▶ **Instructions**:
1. According to the passage on fear of cancer recurrence in ovarian cancer, what share of women with ovarian cancer are expected to experience a recurrence?
2. Duplicate the part of the passage on fear of cancer recurrence in ovarian cancer that begins at the words "Conclusions: These results" and stops after "in this population.".
3. Go on with the passage on fear of cancer recurrence in ovarian cancer, picking up after its final sentence.

---- Quoted passage

Conclusions: These results suggest that a simple online FCR booklet is acceptable to women with ovarian cancer and they are satisfied with the booklet, but, it was insufficient to change in FCR/P levels. These results suggest that such resources are valued by women with ovarian cancer, but more potent interventions are necessary to reduce FCR in this population.
Ovarian cancer is the leading cause of death among gynecological cancers with a 46% 5-year survival rate, as the disease is often diagnosed at an advance stage (Australian Institute of Health and Welfare, 2020). Approximately 70% of women with ovarian cancer are expected to experience recurrence of their cancer, particularly when diagnosed at later stages (Ovarian Cancer Research Alliance, 2020). Not surprisingly given this high recurrence rate, fear of cancer recurrence or progression (FCR/P) is one of the most common psychosocial concerns reported by this population (Matulonis et al., 2008; Kyriacou et al., 2017). FCR/P, defined as “fear, worry, or concern about the cancer returning or progressing” (Lebel et al., 2016, p. 3267), continues to be the most cited unmet need for ovarian cancer survivors (Tan et al., 2020). In a systematic review of FCR/P in ovarian cancer, Ozga et al. (2015) confirmed that FCR/P was prevalent amongst ovarian cancer survivors, and that women with ovarian cancer felt that there was insufficient support for managing FCR/P. Moreover, in a large prospective study of heterogeneous cancer survivors, those with advanced disease or who had experienced a recurrence had higher levels of FCR (Savard and Ivers, 2013).
Studies have identified that higher levels of FCR/P are associated with reduced quality of life (Hart et al., 2008), increased anxiety and depressive symptoms (Humphris et al., 2003; Koch et al., 2014) as well as post-traumatic stress symptoms (Mehnert et al., 2009). In addition to psychological symptoms, FCR/P is also characterized by increased healthcare costs (Thewes et al., 2012) and frequent reassurance seeking, such as through additional oncology appointments and increased medication use (Lebel et al., 2013). Therefore, individuals experiencing high levels of FCR often require specialized psychological support and intervention (Butow et al., 2018).
Despite clear evidence that high FCR/P is associated with poorer psychological outcomes and additional medical costs, specific interventions to manage FCR/P are still relatively scarce. In a meta-analysis of RCTs, Tauber et al. (2019) found over 23 controlled trials that had examined the efficacy of a psychological intervention and measured FCR, however, only 8 of these had specifically targeted FCR/P. The majority of those evaluated face-to-face interventions (e.g., ConquerFear, Butow et al., 2018) or blended interventions where treatments were administered partially online and partially face-to-face (e.g., SWORD, van de Wal et al., 2017). Both of these interventions required highly trained therapists and considerable time commitment (minimum of four sessions). In that meta-analysis, there were only two trials of a self-administered approach (i.e. minimal intervention). The study by Otto et al. (2016) found that such self-guided gratitude training interventions promoted well-being leading to a decrease in death-related FCR. The other intervention used Cognitive Bias Modification (CBM), an approach than aims to change implicit cognitive processes, such as interpreting ambiguous situations in a threatening way and preferentially attending to threatening information. The CBM approach was associated with reductions in health-related worries compared to placebo (Lichtenthal et al., 2017). One other randomized controlled trial, by Dieng et al. (2016), with melanoma survivors combined psychoeducational materials, as well as three telephone consultations with a psychologist, and found improvements in FCR/P, which were maintained at 12 month follow-up (Dieng et al., 2019). However, the telephone support still required specialist psycho-oncology skills. Given the number of survivors, and the fact that help with FCR/P remains a leading unmet psychosocial need, most services do not have the capacity to support all survivors with elevated levels of FCR/P.

--------
---- Data shown

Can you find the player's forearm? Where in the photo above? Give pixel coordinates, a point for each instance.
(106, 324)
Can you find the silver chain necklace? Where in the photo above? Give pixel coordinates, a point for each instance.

--------

▶ **Outputs by task**:
1. Approximately 70%

2.
Conclusions: These results suggest that a simple online FCR booklet is acceptable to women with ovarian cancer and they are satisfied with the booklet, but, it was insufficient to change in FCR/P levels. These results suggest that such resources are valued by women with ovarian cancer, but more potent interventions are necessary to reduce FCR in this population.

3.
Consequently, researchers are investigating other ways to increase access to information that might reduce or prevent persistent FCR/P. For example, brief interventions led by health professionals who manage the medical needs of survivors (most commonly nurses) have been developed. A recent systematic review of these approaches found that evidence to support their use is still lacking (Liu et al., 2019). Similarly, there has been interest in developing internet-delivered interventions specifically targeting FCR. Most of these are either in early stages of development (Smith et al., 2020) or currently being tested (e.g., Lyhne et al., 2020) and the only online intervention which specifically targeted FCR/P produced largely null results (van Helmondt et al., 2020).
Self-help materials have been used for other survivorship issues, including to reduce anxiety and depression and/or to improve quality of life. Cuthbert et al. (2019) identified 41 studies of self-help interventions that had been evaluated in randomized controlled trials. The results were largely mixed, with some showing short-term benefits and others showing little improvement in outcomes. None of these studies targeted FCR/P.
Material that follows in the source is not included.